Texto proporcionado =>

####################

Por otra parte, durante estos años Manrique de Lara también procuró acrecentar su patrimonio nobiliario y su linaje. Entre 1561 y 1563 compró al monasterio de San Pedro de Arlanza los derechos señoriales y las villas de San Leonardo, Miranda del Pinar, Hontoria, Canicosa, Cabezón, La Gallega, y Regumiel.

Años después, el 9 de mayo de 1566 adquirió al señor de Castrillo la villa de Rabanera. Con estas propiedades formó el núcleo de su mayorazgo el 24 de enero de 1567. Mientras, se había asegurado descendencia.

Tras enviudar de su primer matrimonio con Juana de Castro y Noroña, dama que había sido de la emperatriz Isabel de Portugal, en 1561 casó con Ana Fajardo, hija del marqués de Los Vélez. Fruto del matrimonio fueron Antonio Manrique de Lara, que fallecería sin descendencia legítima, y Juana Manrique, que se habría de convertir en la heredera. Además, tuvo Juan una hija natural, Isabel, que profesó en un convento.

La muerte de la reina Isabel en 1568, hecho acaecido casi al mismo tiempo que el fallecimiento de su esposa, motivó el deseo de Manrique de Lara de abandonar la Corte, tras vencer una grave enfermedad que sufrió durante los primeros meses de 1569. Previamente a su partida, el 2 de julio, Felipe II le otorgó la encomienda de Castilleras de la Orden de Calatrava, con permiso para traspasarla a su hijo Antonio. Su marcha de la Corte en el verano de 1569 tuvo como justificación la realización de una inspección del estado de las fortificaciones de las fronteras vasca y navarra, que llevó a cabo hasta septiembre. Debía intuir que se trataba de una marcha definitiva, como se comprueba por la venta de todos sus bienes muebles en Madrid. Y, efectivamente, tras la visita, se encaminó a la fortaleza que se hacía construir en San Leonardo (Soria). Allí esperó el momento de su muerte, el 21 de junio de 1570, con sesenta y tres años de edad. En sus órdenes testamentarias dejó consignados 1.000 ducados anuales hasta que la construcción fuera completada, y expresó su deseo de ser enterrado en la capilla.

####################

Datos a examinar =>
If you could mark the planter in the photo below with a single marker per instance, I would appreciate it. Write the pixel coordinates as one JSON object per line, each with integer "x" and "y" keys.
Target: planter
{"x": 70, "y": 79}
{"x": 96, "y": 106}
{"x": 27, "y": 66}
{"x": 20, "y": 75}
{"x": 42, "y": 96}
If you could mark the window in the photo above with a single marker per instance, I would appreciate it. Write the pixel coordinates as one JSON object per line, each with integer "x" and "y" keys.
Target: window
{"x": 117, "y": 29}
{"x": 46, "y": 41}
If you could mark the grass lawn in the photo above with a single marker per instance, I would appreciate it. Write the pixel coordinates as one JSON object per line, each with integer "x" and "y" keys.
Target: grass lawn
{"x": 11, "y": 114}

####################

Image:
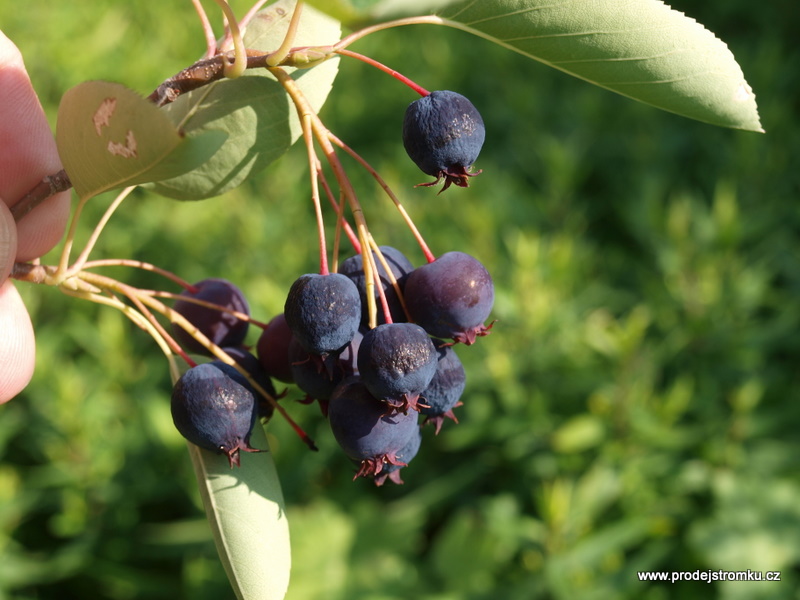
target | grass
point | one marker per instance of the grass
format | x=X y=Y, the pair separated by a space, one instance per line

####################

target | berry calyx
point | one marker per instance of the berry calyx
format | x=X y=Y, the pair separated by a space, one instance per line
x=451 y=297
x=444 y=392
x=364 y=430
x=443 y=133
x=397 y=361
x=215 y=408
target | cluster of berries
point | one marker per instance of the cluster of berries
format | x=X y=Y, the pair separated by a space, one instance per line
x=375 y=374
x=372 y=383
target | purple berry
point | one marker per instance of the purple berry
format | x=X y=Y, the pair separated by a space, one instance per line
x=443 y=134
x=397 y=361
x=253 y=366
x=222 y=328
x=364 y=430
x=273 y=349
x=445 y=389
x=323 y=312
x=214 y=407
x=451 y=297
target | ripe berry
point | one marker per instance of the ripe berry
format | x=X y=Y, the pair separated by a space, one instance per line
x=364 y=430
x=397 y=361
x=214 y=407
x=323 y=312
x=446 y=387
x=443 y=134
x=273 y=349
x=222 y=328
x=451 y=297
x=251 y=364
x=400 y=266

####################

Consigna =>
Prolonga el texto sobre Juan Manrique de Lara a continuación de su última oración, la que menciona su deseo de ser enterrado en la capilla.

Resolución =>
 

Bibl.: J. C. Calvete de Estrella, El felisíssimo viaje del muy alto y poderoso Príncipe don Phelippe, Madrid, en casa de Martin Nucio, 1552 (Madrid, 2001); L. de Salazar y Castro, Historia genealógica de la Casa de Lara, Madrid, 1696 (reed., 1988, t. II, libr. IX, págs. 252-262); A. González de Amezúa y Mayo, Isabel de Valois, reina de España (1456-1568), Madrid, 1949, 2 vols.; P. de Sandoval, Historia de la vida y hechos del emperador Carlos V, Madrid, Atlas, 1955-1956; F. Chabod, Carlos V y su imperio, Madrid, Fondeo de Cultura Económica, 1992; R. M.ª Montero Tejada, Nobleza y sociedad en Castilla. El linaje Manrique (siglos XIV-XVI), Madrid, Caja de Madrid, 1996; L. Cabrera de Córdoba, Historia de Felipe II, rey de España, ed. de J. Martínez Millán y C. J. Carlos Morales, Valladolid, Consejería de Educación y Cultura, 1998; S. Fernández Conti, Los consejos de Estado y Guerra de Felipe II, Valladolid, Consejería de Educación y Cultura, 1998; M. A. Ochoa Brun, Historia de la diplomacia española. La Diplomacia de Carlos V, Madrid, Ministerio de Asuntos Exteriores, 1999; J. Martínez Millán (dir.), La corte de Carlos V, Madrid, Sociedad Estatal para la Conmemoración de los Centenarios de Felipe II y Carlos V, 2000.